- **What is expected**:
In your copy of the data, include no pictures and alter nothing else.
--- Given information Enclosed Below ---
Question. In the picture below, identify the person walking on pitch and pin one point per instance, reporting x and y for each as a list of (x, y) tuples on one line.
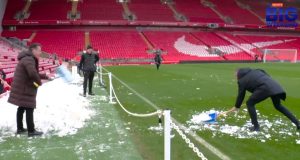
[(87, 64)]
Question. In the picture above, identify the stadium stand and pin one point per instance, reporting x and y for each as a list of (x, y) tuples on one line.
[(235, 12), (63, 43), (106, 10), (158, 11), (196, 12), (8, 61)]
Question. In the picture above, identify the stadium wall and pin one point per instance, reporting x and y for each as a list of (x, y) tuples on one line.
[(2, 10)]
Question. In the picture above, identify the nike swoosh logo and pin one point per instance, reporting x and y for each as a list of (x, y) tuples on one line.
[(185, 47)]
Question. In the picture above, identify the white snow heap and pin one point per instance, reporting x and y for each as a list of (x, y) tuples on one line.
[(60, 110)]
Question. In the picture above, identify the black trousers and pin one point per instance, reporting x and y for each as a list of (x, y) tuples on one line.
[(157, 65), (29, 118), (253, 100), (88, 78)]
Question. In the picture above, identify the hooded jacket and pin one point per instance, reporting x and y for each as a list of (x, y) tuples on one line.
[(259, 83), (23, 91)]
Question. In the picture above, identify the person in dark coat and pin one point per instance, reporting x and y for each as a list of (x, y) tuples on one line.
[(2, 80), (158, 59), (87, 64), (262, 86), (24, 87)]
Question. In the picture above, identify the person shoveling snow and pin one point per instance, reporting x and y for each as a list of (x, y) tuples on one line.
[(262, 86)]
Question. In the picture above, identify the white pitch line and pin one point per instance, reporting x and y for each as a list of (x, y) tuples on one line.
[(200, 140)]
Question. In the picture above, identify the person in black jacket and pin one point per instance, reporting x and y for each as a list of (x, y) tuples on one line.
[(2, 81), (88, 66), (262, 86), (158, 59)]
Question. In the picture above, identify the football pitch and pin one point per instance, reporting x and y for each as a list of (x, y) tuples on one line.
[(186, 90), (193, 88)]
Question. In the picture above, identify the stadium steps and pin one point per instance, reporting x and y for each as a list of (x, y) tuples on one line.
[(87, 39), (213, 8), (147, 41), (24, 13), (198, 39), (236, 44), (247, 7), (32, 36), (73, 14), (127, 14), (178, 16)]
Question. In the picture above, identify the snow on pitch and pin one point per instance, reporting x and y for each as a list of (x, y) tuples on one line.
[(238, 125), (60, 110), (271, 129)]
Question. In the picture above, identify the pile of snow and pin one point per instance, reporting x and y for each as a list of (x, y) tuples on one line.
[(274, 129), (203, 117), (60, 110)]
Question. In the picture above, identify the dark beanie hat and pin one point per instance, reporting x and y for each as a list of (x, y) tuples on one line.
[(89, 47)]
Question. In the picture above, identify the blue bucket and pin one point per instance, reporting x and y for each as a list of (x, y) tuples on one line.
[(213, 117), (64, 73)]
--- End of Enclosed Given information ---
- **Answer box**:
Question. In the picture below, identify the person walking on pitch and pin one point per instance, reporting x and y for each as a list of (x, y) tuples on one line.
[(87, 64)]
Question. In the picture above, identify the stadium stand and pin one point per instance, reporting x and y for each as a list of (x, y) tuples on one line.
[(235, 12), (63, 43), (106, 10), (158, 11), (196, 12), (8, 61)]
Question. In the picture above, identify the stadium wall and pin one point per instance, reporting x and y for each as a list of (x, y) tuples on one line.
[(2, 10)]
Question. In the picture above, identify the nike swoosh logo and pin one point per instance, reporting x and y for each as a list of (x, y) tuples on one line.
[(185, 47)]
Question. In the picture above, identify the white snow heap and pin one point per instance, reporting x and y for each as a list of (x, y) tuples on one line.
[(60, 110)]
Question. In the picture above, identify the black trousers and pin one point per instance, reporting x and y for each as a list of (x, y) tuples on one line.
[(157, 65), (29, 118), (253, 100), (88, 78)]
Question. In the picture above, identify the hooded jacket and pin one point per instance, reporting x and y for each as a list of (x, y) tuples on one line.
[(259, 83), (23, 91)]
Question. In the picture above, identify the person in dark coat and pin one point per instance, reporting x and y for each as a list of (x, y) tuples on one line.
[(2, 80), (158, 59), (87, 64), (262, 86), (24, 87)]
Question. In the picture above, identify the person shoveling snow and pin one point per instance, reporting x and y for each as a list of (x, y) tuples on one line.
[(262, 86)]
Question. In the picture above, identify the white pitch line and pin one point per instance, reporting x and y for each as a list of (x, y) tuples on one line.
[(200, 140)]
Question. In the picture above, identify the person in black jacket and pin one point per instance, reporting x and y for each as a list of (x, y) tuples on one line.
[(2, 81), (88, 66), (262, 86), (158, 59)]
Question. In the picture above, identify the football pitch and pin one point per instance, reporting x and y for each as a list of (x, y) tuples on one line.
[(186, 90), (193, 88)]
Question. In the picture above, identify the stadium steps and pin one point per instance, reporting x and y for each as a list of (x, y) tuples on one line.
[(87, 39), (213, 8), (147, 41), (24, 13), (198, 39), (236, 44), (247, 7), (32, 36), (73, 14), (127, 14), (178, 16)]
Question. In the picture above, identify the snow on pitch and pin one point per instance, reporting x and y for each as a list of (x, y) tuples on one line.
[(238, 125), (60, 110), (271, 129)]
Question. In the picture above, identify the pile of snow and pin one point per instance, reporting x and y for each as a list of (x, y) tuples on one line.
[(274, 129), (203, 117), (60, 110)]
Question. In the picture above, identify the dark beanie hat and pin one point per instance, reporting x and y for each as a list of (x, y) tuples on one line.
[(89, 47)]
Question. In the picture above, identify the blue bucket and pin one point per instance, reporting x and y for each as a list of (x, y) tuples on one line.
[(213, 117), (64, 73)]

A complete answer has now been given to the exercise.